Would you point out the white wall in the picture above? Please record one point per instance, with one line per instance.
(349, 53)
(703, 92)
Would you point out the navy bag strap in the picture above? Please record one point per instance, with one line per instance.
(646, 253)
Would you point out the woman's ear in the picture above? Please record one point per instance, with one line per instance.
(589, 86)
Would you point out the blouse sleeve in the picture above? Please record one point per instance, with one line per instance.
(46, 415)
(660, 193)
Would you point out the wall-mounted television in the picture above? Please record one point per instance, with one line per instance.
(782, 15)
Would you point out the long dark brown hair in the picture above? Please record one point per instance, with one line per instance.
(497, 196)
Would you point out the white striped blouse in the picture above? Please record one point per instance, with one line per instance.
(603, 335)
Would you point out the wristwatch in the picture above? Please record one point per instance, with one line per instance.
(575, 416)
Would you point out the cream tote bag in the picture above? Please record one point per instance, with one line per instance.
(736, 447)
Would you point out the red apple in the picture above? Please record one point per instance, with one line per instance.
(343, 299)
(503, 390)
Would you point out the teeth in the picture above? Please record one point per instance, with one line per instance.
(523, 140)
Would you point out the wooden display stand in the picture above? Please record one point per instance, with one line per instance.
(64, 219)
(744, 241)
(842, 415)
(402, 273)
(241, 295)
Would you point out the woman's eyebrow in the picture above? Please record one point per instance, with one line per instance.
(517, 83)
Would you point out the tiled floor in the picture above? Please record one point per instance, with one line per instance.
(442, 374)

•••

WHAT TO DO: Rewrite the records from the line containing "Would you point out the long" through the end of the records, replacing "red apple" with "green apple" and leaving everything else unchanged. Give only those lines.

EXPECTED ANSWER:
Would you point out the long dark brown hair in the picture above? Please record one point per instance, with one line per instance.
(497, 196)
Would you point out the white striped blouse in the picture above? Please record one point per instance, with one line per instance.
(603, 335)
Would you point out the wristwatch in the picture above? Please record one point per instance, with one line per instance.
(575, 416)
Would you point out the cream tote bag in the picture above? Please record one point per instance, with one line per instance.
(736, 447)
Would you point out the green apple in the picture above? Please record one point per instance, with one line per instance.
(343, 299)
(503, 390)
Would you point out the teeth in the picture above? Please record one point per instance, with one line per instance.
(523, 140)
Would you point out the wooden display stand in the picture above? Please record one point per instance, with one line per instance.
(64, 219)
(744, 241)
(842, 415)
(402, 273)
(241, 295)
Would you point out the woman's eyebrow in the picture above? Please record one point per instance, with one line per instance.
(517, 83)
Would you point out the tiled floor in the picture above? Please record one point per instance, with one line per instance.
(442, 374)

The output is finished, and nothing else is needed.